**Set problem**
Count the lines in the data below that contain the string "girl", matching case exactly, and reply with the number alone.

## START Extracted data

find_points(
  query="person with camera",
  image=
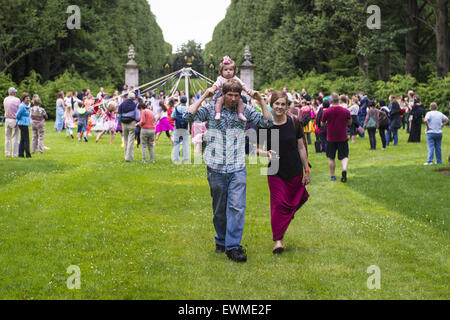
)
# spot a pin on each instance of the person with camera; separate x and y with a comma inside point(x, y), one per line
point(181, 132)
point(287, 185)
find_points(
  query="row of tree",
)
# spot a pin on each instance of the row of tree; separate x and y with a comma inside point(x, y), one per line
point(292, 37)
point(36, 35)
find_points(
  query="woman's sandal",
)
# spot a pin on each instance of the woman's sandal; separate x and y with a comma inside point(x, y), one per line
point(278, 250)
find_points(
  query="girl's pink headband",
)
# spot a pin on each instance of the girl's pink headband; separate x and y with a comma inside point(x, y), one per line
point(226, 60)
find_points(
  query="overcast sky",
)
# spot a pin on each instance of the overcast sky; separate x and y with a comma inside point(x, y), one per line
point(184, 20)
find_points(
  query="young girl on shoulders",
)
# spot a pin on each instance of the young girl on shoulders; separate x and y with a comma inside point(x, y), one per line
point(228, 70)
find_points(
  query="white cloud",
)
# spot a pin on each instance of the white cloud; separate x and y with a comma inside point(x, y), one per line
point(184, 20)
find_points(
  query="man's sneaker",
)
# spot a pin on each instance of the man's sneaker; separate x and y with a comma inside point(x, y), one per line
point(220, 248)
point(344, 176)
point(237, 255)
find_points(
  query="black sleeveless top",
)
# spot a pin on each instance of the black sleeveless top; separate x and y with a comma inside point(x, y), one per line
point(290, 163)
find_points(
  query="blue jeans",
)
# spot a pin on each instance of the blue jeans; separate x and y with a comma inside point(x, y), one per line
point(394, 133)
point(434, 145)
point(177, 133)
point(228, 192)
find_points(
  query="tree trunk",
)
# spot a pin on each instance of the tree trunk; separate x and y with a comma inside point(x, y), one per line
point(442, 41)
point(385, 67)
point(363, 66)
point(412, 40)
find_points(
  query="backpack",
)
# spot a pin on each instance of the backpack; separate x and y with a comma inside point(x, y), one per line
point(372, 123)
point(180, 123)
point(36, 114)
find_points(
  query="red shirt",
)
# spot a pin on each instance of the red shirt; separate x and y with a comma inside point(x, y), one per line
point(336, 118)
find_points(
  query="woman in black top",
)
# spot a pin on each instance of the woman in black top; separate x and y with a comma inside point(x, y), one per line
point(417, 112)
point(285, 177)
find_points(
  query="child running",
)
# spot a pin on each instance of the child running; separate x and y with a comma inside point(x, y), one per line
point(68, 121)
point(228, 70)
point(163, 123)
point(82, 114)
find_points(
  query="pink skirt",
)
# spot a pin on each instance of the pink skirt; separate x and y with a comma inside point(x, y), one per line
point(110, 125)
point(163, 125)
point(286, 197)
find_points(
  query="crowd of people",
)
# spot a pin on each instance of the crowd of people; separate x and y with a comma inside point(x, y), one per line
point(290, 116)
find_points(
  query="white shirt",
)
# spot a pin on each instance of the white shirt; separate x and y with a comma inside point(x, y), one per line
point(435, 119)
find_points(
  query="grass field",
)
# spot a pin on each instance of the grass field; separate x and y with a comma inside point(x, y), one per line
point(145, 231)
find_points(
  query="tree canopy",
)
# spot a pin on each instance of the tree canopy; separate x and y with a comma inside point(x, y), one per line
point(289, 38)
point(34, 36)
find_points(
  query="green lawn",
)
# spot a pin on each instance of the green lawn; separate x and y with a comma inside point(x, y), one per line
point(145, 231)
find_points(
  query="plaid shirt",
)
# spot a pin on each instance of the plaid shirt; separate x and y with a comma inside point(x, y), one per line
point(225, 151)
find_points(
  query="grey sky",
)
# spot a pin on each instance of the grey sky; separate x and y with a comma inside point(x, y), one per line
point(184, 20)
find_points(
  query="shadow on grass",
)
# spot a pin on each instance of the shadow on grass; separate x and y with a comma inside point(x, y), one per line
point(415, 191)
point(12, 169)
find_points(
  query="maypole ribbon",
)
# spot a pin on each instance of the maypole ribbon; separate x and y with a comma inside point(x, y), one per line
point(142, 86)
point(161, 83)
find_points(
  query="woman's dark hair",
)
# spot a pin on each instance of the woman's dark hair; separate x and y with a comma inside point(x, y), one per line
point(319, 98)
point(24, 96)
point(395, 107)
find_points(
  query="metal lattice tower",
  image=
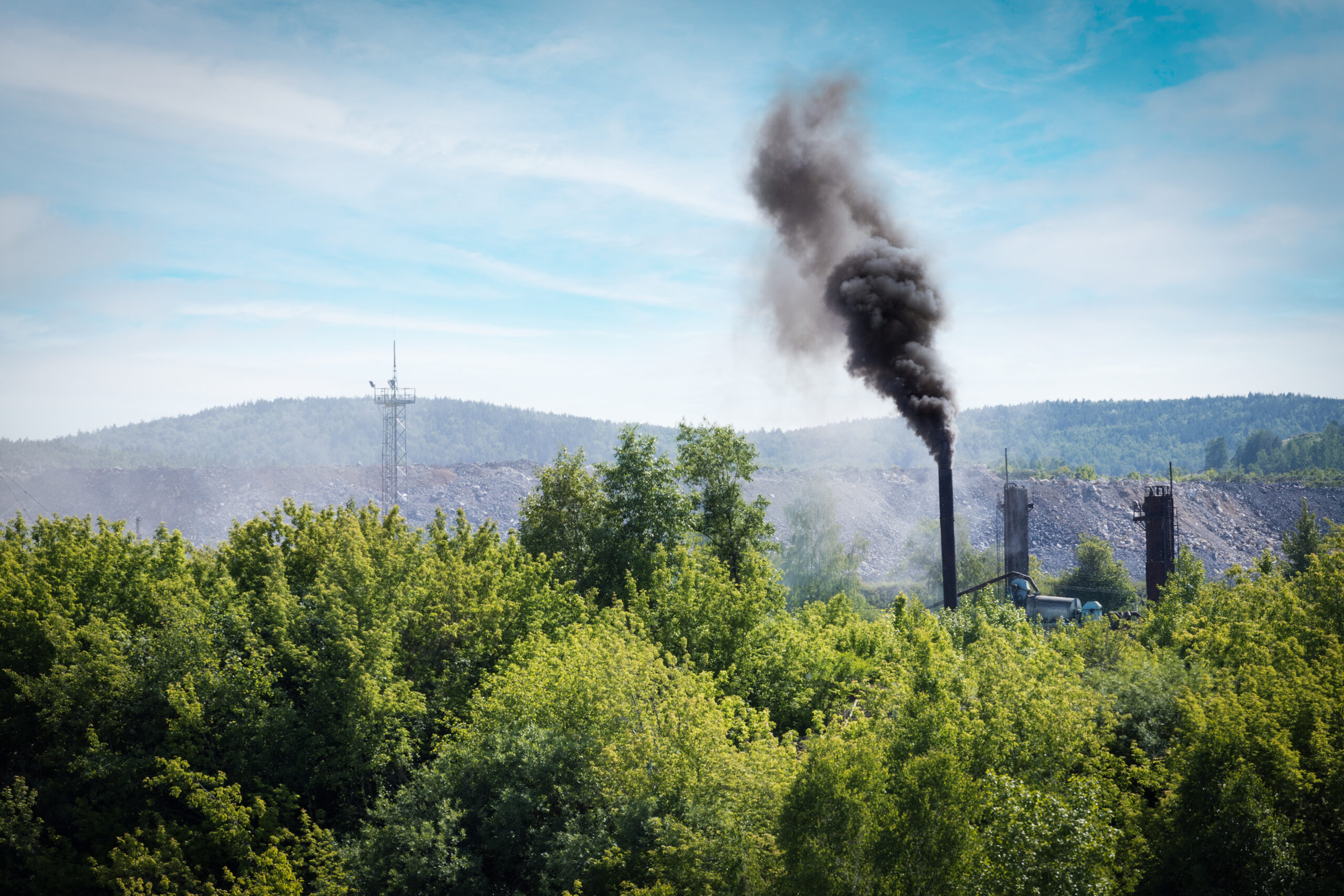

## END Extracted data

**Answer to this problem**
4